**What the task asks:** Find the string "child" in the listing below and return each line it appears in.

**Provided records:**
%%
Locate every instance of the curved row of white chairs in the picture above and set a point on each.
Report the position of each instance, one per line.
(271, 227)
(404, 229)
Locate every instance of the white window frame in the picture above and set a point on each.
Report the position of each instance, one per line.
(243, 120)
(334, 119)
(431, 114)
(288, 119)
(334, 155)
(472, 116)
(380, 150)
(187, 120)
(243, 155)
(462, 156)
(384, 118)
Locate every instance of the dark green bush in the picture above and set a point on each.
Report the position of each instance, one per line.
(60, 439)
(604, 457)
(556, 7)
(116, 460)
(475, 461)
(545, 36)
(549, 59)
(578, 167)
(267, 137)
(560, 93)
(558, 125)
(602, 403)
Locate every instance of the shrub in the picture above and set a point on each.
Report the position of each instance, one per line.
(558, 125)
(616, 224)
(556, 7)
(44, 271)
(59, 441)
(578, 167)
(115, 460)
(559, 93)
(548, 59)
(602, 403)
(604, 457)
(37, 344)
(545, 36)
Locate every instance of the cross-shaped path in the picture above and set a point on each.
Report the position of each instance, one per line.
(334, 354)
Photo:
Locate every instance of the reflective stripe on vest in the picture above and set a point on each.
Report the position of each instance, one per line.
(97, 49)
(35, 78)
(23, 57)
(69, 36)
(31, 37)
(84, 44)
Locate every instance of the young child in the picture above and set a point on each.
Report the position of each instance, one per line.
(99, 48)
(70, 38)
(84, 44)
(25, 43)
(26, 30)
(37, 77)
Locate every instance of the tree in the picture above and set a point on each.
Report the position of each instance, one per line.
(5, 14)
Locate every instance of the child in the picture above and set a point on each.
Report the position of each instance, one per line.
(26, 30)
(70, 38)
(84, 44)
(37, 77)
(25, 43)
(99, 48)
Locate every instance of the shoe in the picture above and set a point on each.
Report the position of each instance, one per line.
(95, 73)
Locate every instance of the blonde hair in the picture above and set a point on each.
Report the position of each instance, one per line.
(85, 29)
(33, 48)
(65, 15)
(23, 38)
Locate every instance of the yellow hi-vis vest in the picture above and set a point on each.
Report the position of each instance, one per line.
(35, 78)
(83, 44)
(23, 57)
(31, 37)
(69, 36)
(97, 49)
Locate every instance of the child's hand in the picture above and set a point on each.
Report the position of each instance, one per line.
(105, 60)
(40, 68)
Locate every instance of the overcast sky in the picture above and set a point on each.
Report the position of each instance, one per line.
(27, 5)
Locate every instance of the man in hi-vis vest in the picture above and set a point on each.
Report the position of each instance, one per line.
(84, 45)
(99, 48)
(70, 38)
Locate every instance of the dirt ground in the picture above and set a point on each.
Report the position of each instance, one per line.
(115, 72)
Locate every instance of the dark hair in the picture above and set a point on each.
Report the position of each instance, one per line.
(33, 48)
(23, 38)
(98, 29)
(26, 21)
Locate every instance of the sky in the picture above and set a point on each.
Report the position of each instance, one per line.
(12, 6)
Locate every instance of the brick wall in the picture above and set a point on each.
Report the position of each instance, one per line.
%%
**Response to the exercise:**
Locate every instance of the young child in the picture above and set a point on each.
Locate every instance of the child in the picture above and set a point on each.
Locate every instance of the child's hand in the picture above and set a point on each.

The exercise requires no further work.